» Instructions for the task
Could you update the material below so that every "one per instance" becomes "one point for each", with everything else left unchanged? Leave the pictures out of your answer.

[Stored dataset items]

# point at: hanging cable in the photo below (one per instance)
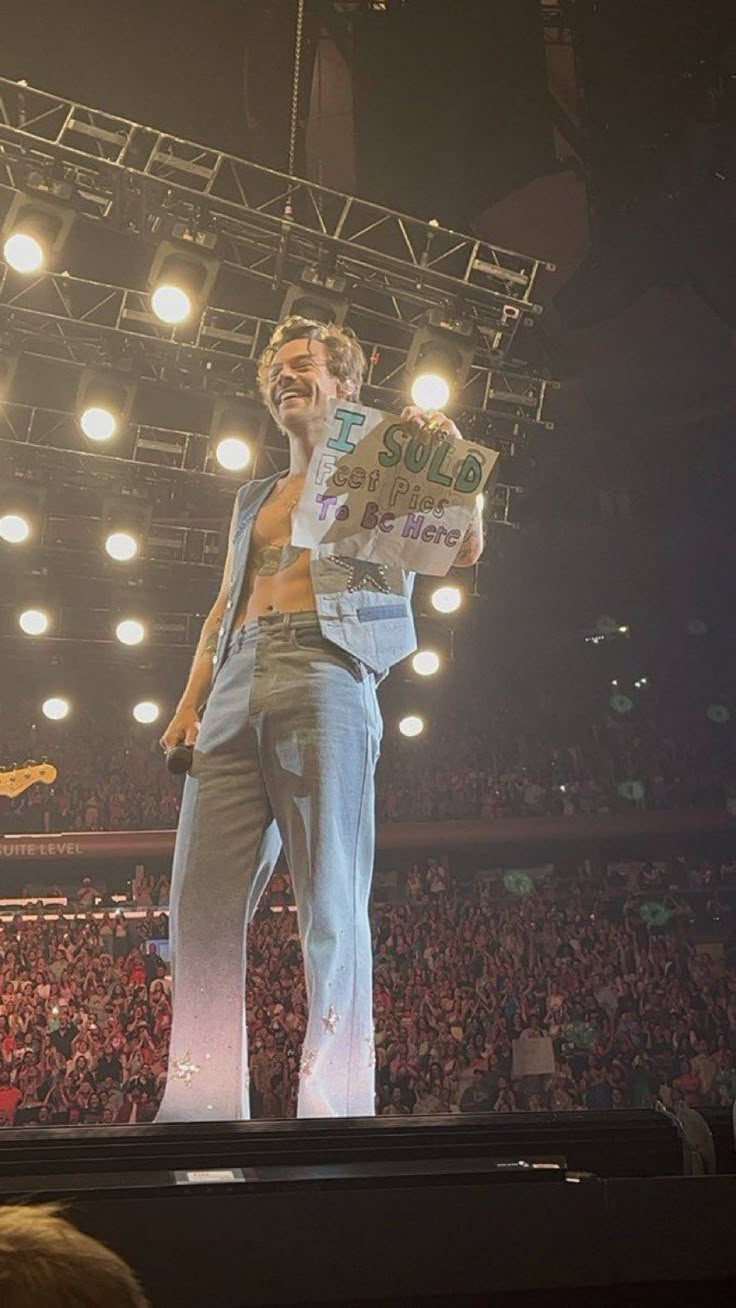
(296, 85)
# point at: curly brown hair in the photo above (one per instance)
(345, 359)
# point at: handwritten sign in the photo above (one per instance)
(379, 492)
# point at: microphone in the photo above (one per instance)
(179, 759)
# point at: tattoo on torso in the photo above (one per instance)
(275, 559)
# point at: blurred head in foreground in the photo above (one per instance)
(46, 1262)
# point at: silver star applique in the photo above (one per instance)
(307, 1060)
(364, 576)
(331, 1020)
(186, 1069)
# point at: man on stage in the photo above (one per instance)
(288, 659)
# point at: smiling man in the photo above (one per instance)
(284, 756)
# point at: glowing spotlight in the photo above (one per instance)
(13, 529)
(412, 725)
(98, 424)
(55, 709)
(130, 631)
(233, 454)
(171, 304)
(33, 621)
(425, 662)
(446, 599)
(430, 391)
(120, 546)
(24, 253)
(147, 710)
(182, 274)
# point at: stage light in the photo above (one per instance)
(319, 294)
(33, 621)
(171, 304)
(147, 712)
(35, 226)
(22, 510)
(412, 725)
(55, 708)
(425, 662)
(430, 391)
(98, 424)
(446, 599)
(233, 454)
(182, 275)
(13, 529)
(24, 253)
(126, 525)
(120, 546)
(105, 399)
(130, 631)
(237, 428)
(439, 359)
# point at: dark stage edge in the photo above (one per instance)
(392, 1210)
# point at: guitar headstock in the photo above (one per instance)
(15, 780)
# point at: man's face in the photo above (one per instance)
(300, 383)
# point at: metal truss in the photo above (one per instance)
(83, 322)
(269, 225)
(161, 454)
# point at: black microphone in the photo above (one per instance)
(179, 757)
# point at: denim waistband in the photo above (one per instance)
(273, 623)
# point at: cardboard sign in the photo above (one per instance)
(375, 491)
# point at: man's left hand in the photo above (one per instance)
(430, 423)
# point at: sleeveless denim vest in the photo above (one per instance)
(373, 625)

» The reply
# point at: hanging cable in the photo below (one point for each)
(296, 85)
# point at: curly brown hair in the photo above (one point for each)
(345, 359)
# point at: handwritten sign in the photo above (one point for each)
(379, 492)
# point at: microphone in the photo above (one point for each)
(179, 759)
# point at: tattoo on torso in the photo above (one point for each)
(275, 559)
# point at: blurred head in foreground in the photo above (one point for each)
(46, 1262)
# point at: silver star applique in the photo above (one point for each)
(307, 1060)
(364, 576)
(331, 1020)
(186, 1069)
# point at: man on stage in the photo above (one point for each)
(288, 659)
# point at: smiling man in the photo above (one point for each)
(284, 756)
# point at: glowing spotlight in the photo above (one point for each)
(13, 529)
(412, 725)
(98, 424)
(55, 709)
(130, 631)
(233, 454)
(171, 304)
(33, 621)
(425, 662)
(446, 599)
(430, 391)
(120, 546)
(24, 253)
(147, 710)
(182, 274)
# point at: stage light in the photo above (one point for each)
(319, 294)
(33, 621)
(171, 304)
(147, 712)
(35, 226)
(22, 510)
(412, 725)
(55, 708)
(425, 662)
(430, 391)
(98, 424)
(446, 599)
(233, 454)
(182, 275)
(13, 529)
(24, 253)
(126, 525)
(120, 546)
(105, 399)
(130, 631)
(237, 428)
(439, 359)
# point at: dark stage edge in the photo above (one point for each)
(392, 1210)
# point at: guitar headstock in the photo above (one point for each)
(15, 780)
# point at: man's face in the photo above (one point for each)
(300, 383)
# point at: metal truss in the photo above (one point for each)
(83, 322)
(269, 225)
(161, 454)
# point at: black microphone in the photo above (one point for each)
(179, 757)
# point at: denim waistband in the photo above (one point for each)
(273, 623)
# point at: cardboard sign in the photo above (one point for each)
(375, 491)
# point at: man's left hand in the photo above (one point for each)
(430, 423)
# point at: sleeveless denim vest in the photo above (one point for each)
(373, 625)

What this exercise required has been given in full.